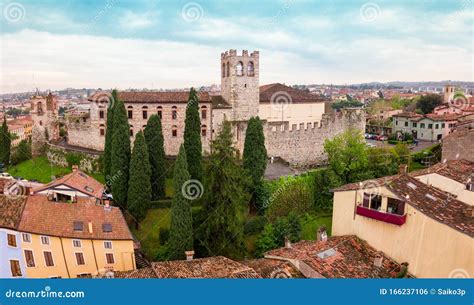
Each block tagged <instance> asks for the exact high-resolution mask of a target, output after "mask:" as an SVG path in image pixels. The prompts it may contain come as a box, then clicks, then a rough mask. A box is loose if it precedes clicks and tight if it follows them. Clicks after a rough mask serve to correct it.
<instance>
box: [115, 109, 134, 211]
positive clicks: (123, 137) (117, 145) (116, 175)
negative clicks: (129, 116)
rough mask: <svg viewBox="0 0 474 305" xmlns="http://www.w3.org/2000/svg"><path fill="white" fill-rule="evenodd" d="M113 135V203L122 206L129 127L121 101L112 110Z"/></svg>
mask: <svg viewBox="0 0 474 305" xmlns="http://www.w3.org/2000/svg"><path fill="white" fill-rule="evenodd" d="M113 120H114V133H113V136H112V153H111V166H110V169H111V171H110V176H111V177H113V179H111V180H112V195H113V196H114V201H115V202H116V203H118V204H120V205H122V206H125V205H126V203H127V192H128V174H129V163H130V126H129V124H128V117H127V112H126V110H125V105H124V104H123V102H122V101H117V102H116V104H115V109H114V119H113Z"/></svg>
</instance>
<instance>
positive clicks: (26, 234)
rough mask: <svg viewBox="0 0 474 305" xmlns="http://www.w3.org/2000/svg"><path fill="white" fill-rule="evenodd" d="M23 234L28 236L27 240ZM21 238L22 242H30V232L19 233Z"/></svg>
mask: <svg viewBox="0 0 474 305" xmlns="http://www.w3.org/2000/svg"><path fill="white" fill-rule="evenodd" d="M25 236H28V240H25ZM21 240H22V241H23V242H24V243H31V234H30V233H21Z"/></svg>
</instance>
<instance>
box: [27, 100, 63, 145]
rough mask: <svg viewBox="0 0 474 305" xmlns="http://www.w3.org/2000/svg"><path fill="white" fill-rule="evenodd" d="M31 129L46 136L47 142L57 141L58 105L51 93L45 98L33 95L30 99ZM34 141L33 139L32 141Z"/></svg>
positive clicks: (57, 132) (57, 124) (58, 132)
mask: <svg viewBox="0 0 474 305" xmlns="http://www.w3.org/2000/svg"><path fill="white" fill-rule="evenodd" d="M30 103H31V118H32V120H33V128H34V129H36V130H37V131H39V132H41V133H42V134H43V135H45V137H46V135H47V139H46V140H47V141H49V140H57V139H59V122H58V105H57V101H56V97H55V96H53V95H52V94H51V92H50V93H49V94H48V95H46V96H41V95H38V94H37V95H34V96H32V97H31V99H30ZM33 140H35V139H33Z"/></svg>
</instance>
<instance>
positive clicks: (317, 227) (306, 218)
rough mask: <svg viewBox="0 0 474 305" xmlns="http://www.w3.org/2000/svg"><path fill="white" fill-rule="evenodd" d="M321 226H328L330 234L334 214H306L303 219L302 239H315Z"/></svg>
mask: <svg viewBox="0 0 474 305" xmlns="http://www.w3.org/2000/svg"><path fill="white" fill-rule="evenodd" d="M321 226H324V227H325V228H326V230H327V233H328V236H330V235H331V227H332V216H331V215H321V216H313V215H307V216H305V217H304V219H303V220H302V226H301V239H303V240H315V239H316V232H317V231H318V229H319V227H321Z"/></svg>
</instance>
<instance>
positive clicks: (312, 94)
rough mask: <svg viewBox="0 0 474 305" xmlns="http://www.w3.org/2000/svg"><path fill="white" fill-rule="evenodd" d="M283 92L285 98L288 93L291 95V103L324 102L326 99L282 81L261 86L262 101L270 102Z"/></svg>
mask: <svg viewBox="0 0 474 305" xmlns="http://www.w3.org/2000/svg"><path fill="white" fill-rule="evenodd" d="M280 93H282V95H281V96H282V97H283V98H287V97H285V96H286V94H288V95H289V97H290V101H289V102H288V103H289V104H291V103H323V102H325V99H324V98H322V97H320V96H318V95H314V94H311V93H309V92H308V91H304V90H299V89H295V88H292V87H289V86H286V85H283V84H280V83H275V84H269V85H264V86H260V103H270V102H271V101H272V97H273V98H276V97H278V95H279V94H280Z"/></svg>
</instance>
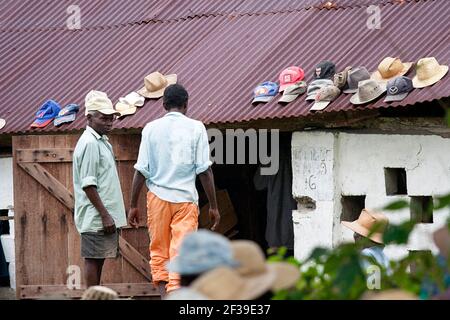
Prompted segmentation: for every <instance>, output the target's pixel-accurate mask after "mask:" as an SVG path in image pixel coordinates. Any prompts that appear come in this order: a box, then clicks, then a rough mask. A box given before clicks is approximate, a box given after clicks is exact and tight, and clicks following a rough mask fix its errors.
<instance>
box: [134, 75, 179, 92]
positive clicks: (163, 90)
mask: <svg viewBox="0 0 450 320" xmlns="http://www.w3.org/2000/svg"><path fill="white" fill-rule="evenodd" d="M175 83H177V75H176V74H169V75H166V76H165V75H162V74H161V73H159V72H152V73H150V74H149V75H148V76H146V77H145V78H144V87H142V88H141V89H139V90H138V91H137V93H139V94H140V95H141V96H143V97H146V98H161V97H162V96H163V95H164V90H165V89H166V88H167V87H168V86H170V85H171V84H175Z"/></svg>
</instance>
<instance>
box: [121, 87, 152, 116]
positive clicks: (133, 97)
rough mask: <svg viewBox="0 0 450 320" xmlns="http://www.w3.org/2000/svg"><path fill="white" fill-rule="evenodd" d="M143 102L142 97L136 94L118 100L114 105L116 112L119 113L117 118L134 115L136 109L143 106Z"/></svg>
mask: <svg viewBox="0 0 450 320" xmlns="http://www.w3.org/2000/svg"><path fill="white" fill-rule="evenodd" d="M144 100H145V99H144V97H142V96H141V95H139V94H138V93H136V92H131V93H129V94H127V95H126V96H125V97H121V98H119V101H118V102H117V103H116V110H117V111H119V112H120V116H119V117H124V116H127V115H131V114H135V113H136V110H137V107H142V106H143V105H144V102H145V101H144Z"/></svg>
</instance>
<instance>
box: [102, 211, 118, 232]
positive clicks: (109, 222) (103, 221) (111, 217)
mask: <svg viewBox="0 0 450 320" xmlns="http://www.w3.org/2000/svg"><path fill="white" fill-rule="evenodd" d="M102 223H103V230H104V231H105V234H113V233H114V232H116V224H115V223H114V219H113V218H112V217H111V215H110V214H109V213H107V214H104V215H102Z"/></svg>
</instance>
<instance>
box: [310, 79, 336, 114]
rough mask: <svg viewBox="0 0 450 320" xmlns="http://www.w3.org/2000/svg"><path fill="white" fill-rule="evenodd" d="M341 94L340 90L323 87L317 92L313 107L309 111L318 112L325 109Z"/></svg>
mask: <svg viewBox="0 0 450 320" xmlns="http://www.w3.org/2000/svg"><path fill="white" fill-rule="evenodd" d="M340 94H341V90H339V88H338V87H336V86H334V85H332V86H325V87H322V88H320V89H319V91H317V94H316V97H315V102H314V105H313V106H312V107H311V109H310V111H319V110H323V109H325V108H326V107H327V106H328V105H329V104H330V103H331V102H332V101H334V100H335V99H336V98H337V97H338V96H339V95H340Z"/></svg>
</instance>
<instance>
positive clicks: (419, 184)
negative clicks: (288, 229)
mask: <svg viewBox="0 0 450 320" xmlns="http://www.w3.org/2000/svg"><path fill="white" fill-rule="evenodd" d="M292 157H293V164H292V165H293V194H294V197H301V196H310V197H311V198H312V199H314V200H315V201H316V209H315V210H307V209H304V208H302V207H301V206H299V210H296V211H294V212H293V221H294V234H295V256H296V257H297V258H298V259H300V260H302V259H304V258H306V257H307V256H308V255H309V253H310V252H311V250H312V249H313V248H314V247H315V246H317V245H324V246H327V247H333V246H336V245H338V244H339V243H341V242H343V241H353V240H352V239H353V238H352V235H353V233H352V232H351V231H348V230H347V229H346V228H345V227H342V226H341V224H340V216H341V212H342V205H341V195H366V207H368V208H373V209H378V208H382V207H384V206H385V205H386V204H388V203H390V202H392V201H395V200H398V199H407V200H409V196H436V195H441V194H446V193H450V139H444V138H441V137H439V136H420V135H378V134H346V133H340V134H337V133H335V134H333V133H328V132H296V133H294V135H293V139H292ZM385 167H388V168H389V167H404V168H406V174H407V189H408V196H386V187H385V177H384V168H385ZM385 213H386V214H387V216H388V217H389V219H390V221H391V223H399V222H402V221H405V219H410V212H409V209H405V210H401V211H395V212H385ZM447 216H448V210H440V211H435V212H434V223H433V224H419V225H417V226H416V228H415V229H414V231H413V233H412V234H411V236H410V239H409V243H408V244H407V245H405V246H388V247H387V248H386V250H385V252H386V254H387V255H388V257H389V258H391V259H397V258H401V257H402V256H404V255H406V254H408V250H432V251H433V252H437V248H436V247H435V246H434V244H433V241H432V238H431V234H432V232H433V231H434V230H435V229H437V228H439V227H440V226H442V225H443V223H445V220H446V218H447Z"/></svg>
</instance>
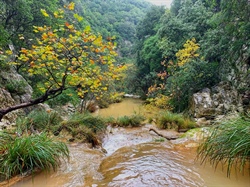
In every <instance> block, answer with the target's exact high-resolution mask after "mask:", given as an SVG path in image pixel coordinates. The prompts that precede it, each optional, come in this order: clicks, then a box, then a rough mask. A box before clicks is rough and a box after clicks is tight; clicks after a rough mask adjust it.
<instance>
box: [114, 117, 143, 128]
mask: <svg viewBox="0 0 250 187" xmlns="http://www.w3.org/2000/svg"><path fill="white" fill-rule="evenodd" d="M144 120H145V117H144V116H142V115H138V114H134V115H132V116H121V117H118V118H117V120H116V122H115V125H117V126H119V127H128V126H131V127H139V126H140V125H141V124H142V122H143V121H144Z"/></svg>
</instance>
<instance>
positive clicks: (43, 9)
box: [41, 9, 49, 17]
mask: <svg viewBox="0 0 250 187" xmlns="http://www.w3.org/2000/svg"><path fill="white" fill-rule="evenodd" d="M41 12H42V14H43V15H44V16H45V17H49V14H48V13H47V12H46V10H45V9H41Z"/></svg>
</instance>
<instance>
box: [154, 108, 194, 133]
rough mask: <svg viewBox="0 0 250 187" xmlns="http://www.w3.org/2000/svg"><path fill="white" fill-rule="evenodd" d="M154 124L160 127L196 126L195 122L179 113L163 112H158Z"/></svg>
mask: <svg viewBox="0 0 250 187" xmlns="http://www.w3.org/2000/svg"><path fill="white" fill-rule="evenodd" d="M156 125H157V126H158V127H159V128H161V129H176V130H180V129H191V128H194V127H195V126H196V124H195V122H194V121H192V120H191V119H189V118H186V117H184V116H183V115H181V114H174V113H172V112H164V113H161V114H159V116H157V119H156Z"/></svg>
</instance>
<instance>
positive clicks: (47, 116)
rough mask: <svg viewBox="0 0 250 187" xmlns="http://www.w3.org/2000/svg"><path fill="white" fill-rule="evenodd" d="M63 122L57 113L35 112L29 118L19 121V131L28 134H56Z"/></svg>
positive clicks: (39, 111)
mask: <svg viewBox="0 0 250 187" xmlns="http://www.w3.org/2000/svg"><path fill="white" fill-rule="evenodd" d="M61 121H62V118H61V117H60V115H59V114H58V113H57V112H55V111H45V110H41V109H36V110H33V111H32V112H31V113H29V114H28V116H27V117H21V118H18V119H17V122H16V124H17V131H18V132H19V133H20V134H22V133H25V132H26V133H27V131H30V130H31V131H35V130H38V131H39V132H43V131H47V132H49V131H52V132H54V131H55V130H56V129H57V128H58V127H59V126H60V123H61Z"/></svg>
▬▬▬▬▬▬▬▬▬▬
▸ **WORK INSTRUCTION**
Extract each line of the data above that contains the string "negative", and reproduce those lines in their original order.

▸ **EXPECTED OUTPUT**
negative clicks: (129, 116)
negative clicks: (288, 229)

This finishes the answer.